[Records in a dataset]
####################

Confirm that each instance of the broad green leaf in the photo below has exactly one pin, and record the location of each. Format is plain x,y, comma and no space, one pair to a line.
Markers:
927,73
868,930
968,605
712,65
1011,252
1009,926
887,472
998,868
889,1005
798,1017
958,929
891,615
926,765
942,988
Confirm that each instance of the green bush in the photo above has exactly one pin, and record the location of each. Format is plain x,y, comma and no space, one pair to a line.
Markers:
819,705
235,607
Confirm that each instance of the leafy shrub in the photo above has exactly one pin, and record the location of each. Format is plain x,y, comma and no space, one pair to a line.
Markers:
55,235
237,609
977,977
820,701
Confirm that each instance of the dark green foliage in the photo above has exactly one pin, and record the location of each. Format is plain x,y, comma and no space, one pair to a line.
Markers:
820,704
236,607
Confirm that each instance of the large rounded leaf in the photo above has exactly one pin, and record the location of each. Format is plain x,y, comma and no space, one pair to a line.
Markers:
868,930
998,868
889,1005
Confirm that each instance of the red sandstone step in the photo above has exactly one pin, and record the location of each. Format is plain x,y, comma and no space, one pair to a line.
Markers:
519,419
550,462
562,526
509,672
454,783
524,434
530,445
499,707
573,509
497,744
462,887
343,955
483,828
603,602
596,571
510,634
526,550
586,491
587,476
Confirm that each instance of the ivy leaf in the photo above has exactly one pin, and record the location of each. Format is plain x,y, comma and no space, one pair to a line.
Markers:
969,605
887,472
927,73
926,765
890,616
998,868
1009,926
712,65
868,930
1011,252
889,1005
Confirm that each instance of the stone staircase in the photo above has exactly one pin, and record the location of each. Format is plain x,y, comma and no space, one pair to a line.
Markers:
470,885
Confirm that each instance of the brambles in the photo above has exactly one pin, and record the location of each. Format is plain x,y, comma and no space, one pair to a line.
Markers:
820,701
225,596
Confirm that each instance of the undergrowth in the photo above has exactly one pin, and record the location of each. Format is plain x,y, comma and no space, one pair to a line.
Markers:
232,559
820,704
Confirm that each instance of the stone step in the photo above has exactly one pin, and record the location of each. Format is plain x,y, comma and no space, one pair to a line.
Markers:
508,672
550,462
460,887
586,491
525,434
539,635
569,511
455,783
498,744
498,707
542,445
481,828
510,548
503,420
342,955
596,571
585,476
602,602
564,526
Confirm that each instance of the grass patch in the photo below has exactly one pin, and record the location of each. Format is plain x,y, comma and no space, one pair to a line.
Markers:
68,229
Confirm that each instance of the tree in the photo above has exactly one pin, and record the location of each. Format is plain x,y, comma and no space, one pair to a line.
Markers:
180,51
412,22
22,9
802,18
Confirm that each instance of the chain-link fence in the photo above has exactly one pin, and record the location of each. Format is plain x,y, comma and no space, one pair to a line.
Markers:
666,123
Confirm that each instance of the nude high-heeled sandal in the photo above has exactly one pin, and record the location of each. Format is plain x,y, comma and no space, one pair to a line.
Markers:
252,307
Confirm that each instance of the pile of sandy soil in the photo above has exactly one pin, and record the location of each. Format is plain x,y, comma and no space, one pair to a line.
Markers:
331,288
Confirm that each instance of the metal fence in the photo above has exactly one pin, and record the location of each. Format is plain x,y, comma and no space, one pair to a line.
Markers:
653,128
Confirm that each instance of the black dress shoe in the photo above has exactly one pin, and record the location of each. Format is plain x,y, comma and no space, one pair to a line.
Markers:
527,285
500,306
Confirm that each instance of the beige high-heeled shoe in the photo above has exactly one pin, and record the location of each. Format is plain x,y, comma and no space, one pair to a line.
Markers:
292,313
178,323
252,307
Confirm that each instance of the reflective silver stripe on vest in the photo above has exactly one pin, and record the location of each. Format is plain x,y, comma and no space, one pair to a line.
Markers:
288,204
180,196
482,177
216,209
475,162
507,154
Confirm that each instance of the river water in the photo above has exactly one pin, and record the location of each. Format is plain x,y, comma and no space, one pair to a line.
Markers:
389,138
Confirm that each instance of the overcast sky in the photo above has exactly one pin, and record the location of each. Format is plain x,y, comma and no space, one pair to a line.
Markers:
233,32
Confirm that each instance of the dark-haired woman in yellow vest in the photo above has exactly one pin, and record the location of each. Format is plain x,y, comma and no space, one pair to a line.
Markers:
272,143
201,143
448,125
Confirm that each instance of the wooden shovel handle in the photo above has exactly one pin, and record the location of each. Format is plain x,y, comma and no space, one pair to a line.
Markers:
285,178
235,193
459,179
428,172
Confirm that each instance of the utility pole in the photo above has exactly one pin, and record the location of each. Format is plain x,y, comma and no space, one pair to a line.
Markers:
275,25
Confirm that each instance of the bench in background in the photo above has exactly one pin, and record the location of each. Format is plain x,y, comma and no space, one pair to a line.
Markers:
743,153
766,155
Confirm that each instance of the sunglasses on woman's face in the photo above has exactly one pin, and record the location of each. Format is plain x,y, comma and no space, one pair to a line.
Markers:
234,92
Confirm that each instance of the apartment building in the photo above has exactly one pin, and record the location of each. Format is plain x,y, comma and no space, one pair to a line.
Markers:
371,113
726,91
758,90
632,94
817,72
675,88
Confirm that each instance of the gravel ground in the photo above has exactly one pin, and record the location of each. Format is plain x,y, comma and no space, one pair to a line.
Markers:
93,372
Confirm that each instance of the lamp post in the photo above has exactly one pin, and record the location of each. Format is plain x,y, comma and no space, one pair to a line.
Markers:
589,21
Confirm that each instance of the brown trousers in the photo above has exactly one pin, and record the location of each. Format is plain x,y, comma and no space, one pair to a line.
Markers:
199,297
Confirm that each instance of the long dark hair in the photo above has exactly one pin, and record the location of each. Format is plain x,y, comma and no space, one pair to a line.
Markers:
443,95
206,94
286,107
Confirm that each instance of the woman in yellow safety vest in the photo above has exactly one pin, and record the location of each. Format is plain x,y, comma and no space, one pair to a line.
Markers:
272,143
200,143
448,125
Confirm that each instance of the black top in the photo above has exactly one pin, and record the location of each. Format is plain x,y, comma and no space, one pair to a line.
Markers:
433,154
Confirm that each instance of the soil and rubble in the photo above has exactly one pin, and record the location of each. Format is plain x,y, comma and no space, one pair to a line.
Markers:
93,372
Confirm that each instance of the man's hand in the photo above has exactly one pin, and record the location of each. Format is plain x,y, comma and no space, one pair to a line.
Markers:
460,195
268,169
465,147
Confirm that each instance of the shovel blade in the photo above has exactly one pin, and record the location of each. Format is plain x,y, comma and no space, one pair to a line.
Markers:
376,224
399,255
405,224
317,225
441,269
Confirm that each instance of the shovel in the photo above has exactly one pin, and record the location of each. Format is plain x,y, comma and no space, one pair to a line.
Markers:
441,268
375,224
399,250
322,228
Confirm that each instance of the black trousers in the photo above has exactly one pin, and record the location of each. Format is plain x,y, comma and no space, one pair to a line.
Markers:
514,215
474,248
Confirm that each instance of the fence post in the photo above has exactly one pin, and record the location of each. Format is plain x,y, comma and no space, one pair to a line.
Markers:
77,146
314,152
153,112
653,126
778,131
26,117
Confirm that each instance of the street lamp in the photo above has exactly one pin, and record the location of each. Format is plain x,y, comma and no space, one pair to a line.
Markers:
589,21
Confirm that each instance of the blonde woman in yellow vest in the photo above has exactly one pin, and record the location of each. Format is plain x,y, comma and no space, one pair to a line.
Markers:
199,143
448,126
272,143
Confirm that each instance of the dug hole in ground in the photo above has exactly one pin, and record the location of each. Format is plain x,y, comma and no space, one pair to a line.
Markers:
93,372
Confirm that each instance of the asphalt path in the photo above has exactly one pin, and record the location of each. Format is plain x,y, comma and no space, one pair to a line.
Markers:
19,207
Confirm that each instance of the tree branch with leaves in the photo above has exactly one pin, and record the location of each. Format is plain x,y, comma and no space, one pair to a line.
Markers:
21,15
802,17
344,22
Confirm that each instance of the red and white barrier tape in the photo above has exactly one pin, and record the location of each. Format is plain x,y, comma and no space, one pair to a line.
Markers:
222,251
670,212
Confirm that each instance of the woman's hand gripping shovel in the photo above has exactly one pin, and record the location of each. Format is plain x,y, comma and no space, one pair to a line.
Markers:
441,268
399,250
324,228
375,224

####################

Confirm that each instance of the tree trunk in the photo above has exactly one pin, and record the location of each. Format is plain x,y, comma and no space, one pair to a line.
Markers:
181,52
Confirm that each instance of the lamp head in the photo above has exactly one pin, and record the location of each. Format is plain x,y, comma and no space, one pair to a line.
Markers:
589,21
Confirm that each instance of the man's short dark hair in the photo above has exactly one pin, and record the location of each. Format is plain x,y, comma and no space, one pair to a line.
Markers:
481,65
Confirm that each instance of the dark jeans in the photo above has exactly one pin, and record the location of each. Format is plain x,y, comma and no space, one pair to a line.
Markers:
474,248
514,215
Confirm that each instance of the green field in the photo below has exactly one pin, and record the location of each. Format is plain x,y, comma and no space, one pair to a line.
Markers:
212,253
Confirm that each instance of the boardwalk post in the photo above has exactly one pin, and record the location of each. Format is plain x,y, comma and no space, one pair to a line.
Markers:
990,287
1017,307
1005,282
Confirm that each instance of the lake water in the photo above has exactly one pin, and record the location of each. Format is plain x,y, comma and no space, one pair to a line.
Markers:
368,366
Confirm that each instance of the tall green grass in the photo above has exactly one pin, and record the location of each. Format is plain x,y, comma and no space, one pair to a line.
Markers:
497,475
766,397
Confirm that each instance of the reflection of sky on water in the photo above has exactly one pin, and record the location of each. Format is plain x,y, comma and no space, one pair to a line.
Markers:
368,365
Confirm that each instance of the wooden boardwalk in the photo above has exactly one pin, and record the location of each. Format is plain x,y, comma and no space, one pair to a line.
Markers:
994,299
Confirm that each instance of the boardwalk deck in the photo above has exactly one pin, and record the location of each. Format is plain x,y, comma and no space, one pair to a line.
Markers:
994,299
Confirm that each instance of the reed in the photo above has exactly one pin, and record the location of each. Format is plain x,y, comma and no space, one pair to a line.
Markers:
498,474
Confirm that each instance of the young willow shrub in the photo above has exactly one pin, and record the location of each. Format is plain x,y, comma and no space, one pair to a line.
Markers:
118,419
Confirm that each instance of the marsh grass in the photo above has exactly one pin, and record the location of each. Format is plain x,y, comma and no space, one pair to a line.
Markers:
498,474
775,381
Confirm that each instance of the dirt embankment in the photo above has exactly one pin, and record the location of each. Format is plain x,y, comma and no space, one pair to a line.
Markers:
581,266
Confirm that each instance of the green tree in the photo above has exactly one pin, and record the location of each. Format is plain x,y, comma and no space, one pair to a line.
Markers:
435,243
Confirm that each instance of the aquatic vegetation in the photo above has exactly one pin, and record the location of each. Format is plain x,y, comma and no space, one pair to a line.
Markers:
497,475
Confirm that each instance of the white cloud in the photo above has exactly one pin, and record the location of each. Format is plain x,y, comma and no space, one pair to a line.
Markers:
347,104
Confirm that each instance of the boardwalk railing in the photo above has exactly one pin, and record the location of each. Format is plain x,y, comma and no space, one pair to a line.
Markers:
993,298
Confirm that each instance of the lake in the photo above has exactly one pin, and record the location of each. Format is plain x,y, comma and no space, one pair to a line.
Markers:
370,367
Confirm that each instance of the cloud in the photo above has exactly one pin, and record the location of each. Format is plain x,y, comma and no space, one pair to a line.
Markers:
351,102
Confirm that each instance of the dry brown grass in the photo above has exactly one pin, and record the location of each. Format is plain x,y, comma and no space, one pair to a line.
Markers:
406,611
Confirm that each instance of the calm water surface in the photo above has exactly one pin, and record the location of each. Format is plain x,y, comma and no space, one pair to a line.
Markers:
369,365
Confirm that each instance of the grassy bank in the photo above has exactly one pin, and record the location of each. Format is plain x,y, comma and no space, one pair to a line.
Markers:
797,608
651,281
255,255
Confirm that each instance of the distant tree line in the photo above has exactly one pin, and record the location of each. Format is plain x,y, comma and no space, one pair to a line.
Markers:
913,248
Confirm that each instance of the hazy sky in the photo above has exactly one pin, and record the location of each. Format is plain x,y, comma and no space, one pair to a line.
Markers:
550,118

####################

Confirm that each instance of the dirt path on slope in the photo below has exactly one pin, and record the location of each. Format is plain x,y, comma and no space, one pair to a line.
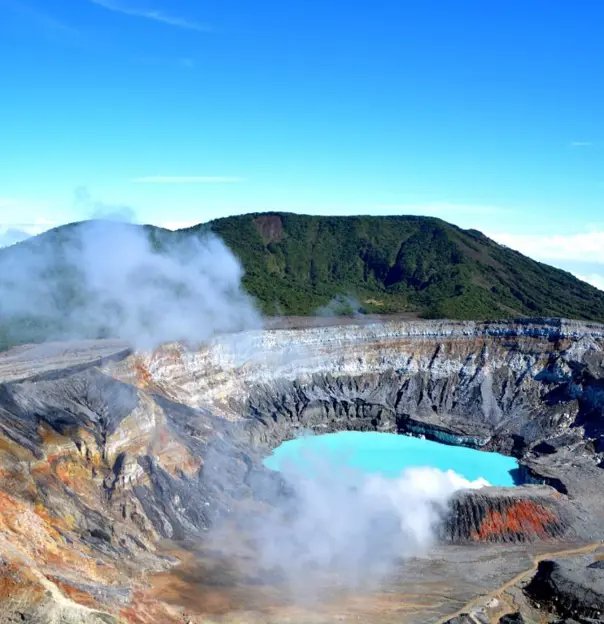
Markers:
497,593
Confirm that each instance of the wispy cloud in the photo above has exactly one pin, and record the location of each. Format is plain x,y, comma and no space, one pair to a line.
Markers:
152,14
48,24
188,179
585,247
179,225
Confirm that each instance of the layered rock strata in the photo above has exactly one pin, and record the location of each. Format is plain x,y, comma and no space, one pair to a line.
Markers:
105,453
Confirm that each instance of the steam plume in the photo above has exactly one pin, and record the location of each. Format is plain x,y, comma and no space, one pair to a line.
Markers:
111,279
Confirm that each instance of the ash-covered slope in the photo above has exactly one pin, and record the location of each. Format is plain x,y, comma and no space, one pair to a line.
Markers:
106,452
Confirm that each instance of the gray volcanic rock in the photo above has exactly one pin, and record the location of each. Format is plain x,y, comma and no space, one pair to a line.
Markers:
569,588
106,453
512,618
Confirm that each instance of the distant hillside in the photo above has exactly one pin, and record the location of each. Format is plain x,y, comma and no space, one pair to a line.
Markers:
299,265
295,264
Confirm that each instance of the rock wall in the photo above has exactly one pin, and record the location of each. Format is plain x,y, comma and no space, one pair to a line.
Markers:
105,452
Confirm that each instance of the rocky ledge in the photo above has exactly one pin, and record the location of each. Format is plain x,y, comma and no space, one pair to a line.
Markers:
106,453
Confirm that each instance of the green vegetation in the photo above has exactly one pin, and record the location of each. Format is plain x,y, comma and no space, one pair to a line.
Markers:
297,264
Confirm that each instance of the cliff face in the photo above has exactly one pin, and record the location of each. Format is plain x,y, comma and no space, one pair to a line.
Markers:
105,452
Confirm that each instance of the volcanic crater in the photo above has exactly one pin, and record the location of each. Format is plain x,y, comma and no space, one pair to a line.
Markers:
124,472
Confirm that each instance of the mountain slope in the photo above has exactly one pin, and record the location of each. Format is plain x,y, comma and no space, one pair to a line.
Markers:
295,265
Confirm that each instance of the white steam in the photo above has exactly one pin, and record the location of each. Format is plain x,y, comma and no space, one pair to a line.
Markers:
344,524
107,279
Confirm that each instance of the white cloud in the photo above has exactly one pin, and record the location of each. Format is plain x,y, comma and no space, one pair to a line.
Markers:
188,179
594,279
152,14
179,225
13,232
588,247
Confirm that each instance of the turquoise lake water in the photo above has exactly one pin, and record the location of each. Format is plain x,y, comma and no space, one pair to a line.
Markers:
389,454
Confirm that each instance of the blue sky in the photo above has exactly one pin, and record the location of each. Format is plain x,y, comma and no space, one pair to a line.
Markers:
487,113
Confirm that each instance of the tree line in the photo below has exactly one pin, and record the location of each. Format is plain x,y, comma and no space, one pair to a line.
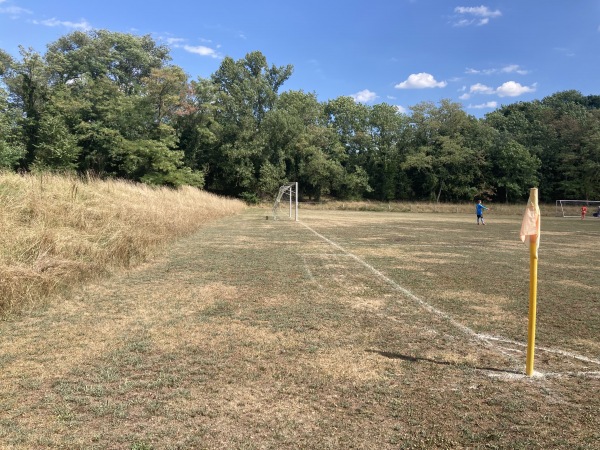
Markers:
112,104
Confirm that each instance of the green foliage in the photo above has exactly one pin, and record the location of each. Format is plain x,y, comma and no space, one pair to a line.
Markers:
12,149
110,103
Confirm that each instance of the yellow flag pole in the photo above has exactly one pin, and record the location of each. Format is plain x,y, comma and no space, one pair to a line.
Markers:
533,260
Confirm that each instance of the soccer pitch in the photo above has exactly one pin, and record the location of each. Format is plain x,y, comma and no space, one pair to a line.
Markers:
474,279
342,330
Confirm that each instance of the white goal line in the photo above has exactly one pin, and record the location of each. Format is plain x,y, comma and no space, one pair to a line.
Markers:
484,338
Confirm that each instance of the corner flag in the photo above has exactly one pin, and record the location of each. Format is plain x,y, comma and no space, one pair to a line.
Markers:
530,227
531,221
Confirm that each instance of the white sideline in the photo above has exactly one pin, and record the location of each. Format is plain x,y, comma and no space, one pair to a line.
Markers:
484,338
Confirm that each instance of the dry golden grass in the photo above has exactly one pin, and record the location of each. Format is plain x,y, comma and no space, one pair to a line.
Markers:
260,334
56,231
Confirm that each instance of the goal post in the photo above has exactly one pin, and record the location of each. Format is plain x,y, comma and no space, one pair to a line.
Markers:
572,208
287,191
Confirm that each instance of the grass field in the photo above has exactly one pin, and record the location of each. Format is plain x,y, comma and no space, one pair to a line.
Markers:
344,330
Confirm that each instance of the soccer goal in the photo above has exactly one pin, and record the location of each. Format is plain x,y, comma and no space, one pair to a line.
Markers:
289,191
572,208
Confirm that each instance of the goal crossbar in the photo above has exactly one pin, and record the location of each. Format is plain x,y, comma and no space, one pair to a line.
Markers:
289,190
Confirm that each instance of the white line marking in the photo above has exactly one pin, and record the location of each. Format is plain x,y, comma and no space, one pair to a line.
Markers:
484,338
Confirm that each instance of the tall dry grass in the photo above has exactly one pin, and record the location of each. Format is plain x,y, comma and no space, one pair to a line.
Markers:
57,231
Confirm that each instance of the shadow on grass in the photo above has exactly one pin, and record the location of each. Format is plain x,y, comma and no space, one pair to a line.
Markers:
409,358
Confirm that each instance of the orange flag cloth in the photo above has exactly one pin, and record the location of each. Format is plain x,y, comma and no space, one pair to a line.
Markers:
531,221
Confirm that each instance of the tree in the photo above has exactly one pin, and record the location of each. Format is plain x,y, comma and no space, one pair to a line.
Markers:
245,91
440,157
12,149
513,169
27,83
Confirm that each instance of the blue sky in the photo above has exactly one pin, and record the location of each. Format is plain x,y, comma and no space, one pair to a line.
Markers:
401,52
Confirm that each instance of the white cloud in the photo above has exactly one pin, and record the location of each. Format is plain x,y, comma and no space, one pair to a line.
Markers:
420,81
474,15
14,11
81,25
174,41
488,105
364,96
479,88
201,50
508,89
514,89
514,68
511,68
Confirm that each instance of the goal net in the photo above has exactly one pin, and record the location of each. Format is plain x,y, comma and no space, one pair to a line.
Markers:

####################

> **YOUR GOAL**: Which lines of the data above contain the word "soil"? Pick out each of those lines and copy it.

> **FULL RESPONSE**:
Confirm that each instance of the pile of sandy soil in the photo above has exactly one pin, and record the location of each. Format is plain x,y, comma and no space, one pair to a line.
Confirm that each instance of the soil and rubble in the photo above has exactly one pin, and record the location of each. Format is plain x,y, comma and no space, one pair to a line.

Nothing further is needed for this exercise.